# Where can i buy hotfix rhinestones in dallas/fort worth tx?



## darkangel0125 (Sep 3, 2011)

*Where can i buy hotfix rhinestones in dallas/fort worth tx?
*


----------



## lizziemaxine (Nov 14, 2007)

V&S Rhinestones www.vsrhinestones.com 972-461-0700
They are in Wylie.


----------



## binab (Apr 11, 2011)

darkangel0125 said:


> *Where can i buy hotfix rhinestones in dallas/fort worth tx?*


When I am in a pinch, I use MesaSupplies in Fort Worth. They allow local pickup and I've been really happy with their Vista stones so far.


----------



## jasmynn (Sep 16, 2011)

Wooohooo!! Thanks, I KNEW there just had to be somewhere around here that sold stones locally.


----------



## divinekreations (Apr 11, 2012)

==============================

**What to do:**
1 – Does the rhinestone thread support each statement below? Answer yes or no for each, and quote the words from the thread that decide it.
(a) V&S Rhinestones is located in Wylie.
(b) MesaSupplies does not offer local pickup.
(c) The poster who uses MesaSupplies has been happy with its Vista stones.
2 – Extract the passage of the rhinestone thread from "## jasmynn (Sep" to "(Apr 11, 2012)", copying it word for word.

**Collected data:**
==============================

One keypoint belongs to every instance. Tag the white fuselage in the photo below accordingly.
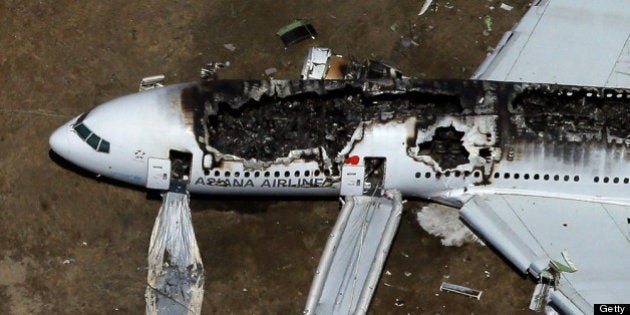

==============================

**Expected responses:**
1 –
(a) Yes: "They are in Wylie."
(b) No: "They allow local pickup"
(c) Yes: "I've been really happy with their Vista stones so far."

2 –
## jasmynn (Sep 16, 2011)

Wooohooo!! Thanks, I KNEW there just had to be somewhere around here that sold stones locally.


----------



## divinekreations (Apr 11, 2012)